## [About this task]
Whenever a line below holds the word "pattern", count it; please give only the final number.

## [Information supplied]
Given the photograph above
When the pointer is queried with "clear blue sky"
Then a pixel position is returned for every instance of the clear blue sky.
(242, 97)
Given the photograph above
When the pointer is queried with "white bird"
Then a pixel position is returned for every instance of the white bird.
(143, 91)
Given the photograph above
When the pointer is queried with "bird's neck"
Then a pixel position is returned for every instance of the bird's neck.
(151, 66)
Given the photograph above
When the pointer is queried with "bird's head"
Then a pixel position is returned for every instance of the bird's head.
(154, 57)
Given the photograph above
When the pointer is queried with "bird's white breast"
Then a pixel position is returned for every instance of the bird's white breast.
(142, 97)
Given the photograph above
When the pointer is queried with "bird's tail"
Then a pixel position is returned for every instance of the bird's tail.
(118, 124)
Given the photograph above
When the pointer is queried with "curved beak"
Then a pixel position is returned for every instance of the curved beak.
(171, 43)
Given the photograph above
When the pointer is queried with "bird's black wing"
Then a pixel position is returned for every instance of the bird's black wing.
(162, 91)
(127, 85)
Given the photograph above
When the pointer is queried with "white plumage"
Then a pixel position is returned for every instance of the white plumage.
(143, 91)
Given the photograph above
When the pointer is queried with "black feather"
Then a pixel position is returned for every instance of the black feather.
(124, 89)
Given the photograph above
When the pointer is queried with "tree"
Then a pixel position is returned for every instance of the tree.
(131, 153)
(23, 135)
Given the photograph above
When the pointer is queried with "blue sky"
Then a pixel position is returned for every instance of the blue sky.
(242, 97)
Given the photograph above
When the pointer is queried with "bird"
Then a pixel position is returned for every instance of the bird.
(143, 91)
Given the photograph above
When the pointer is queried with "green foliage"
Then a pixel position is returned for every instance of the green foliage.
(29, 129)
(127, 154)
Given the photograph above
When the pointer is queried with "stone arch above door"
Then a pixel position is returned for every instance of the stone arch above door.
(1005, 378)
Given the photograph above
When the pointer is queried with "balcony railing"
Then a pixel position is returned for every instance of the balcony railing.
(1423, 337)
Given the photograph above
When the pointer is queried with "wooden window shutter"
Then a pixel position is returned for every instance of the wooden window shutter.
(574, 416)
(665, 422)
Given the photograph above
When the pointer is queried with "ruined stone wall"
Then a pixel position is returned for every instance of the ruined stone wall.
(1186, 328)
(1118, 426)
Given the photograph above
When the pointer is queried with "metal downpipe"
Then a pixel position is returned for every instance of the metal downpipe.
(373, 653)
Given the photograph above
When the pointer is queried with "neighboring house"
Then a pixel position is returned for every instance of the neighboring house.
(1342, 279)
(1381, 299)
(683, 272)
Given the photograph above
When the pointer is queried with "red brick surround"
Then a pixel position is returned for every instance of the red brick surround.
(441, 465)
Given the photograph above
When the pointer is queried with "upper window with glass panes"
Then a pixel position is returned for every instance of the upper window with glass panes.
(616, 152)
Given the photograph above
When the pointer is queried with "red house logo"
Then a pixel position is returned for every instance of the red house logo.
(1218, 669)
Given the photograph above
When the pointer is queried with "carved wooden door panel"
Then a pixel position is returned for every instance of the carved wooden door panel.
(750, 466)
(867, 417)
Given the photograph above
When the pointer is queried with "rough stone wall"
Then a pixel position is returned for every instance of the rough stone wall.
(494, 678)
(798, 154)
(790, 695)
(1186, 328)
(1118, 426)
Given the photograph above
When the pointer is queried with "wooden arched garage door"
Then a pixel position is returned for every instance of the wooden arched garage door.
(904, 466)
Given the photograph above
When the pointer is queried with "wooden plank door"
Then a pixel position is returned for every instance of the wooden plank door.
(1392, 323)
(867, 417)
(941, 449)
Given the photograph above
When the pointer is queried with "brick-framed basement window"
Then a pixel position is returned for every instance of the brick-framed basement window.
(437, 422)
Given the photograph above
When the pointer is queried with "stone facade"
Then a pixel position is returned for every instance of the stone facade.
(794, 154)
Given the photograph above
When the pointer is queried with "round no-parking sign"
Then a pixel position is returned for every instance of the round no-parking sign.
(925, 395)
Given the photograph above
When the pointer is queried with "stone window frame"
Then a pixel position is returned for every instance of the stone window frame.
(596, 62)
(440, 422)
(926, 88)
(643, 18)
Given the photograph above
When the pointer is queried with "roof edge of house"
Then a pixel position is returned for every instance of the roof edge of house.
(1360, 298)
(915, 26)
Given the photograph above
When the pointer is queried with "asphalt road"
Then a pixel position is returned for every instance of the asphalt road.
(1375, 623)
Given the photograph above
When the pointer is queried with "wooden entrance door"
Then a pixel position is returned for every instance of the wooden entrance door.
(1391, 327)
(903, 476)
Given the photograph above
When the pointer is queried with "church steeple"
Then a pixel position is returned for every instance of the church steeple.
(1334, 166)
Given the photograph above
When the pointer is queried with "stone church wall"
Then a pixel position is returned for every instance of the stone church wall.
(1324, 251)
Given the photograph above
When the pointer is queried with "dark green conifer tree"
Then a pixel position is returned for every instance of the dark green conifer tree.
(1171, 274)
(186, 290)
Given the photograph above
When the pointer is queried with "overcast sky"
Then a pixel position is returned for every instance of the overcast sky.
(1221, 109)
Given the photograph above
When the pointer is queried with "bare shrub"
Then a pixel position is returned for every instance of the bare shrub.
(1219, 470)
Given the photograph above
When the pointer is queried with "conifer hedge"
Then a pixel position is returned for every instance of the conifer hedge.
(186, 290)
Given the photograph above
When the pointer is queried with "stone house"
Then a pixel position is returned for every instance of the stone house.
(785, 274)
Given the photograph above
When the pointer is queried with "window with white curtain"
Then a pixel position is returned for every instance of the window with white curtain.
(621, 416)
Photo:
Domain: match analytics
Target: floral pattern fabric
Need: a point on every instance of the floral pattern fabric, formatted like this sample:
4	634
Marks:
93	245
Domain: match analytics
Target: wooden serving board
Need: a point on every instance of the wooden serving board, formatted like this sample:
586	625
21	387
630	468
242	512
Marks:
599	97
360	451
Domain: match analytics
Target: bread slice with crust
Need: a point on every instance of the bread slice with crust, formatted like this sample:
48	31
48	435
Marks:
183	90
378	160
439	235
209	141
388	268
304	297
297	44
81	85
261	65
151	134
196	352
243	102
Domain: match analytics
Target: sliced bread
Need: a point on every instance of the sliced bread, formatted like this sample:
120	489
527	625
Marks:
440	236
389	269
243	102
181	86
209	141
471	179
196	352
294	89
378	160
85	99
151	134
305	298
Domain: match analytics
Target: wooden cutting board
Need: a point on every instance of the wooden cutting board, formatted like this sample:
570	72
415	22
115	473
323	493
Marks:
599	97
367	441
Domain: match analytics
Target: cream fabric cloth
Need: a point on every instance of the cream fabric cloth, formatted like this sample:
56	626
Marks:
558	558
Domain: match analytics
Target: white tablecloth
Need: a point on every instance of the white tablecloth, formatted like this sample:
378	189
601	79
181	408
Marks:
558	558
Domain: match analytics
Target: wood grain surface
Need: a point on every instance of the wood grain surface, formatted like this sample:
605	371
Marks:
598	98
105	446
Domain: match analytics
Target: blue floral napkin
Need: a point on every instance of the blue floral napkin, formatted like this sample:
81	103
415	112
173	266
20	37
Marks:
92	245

## [Response]
2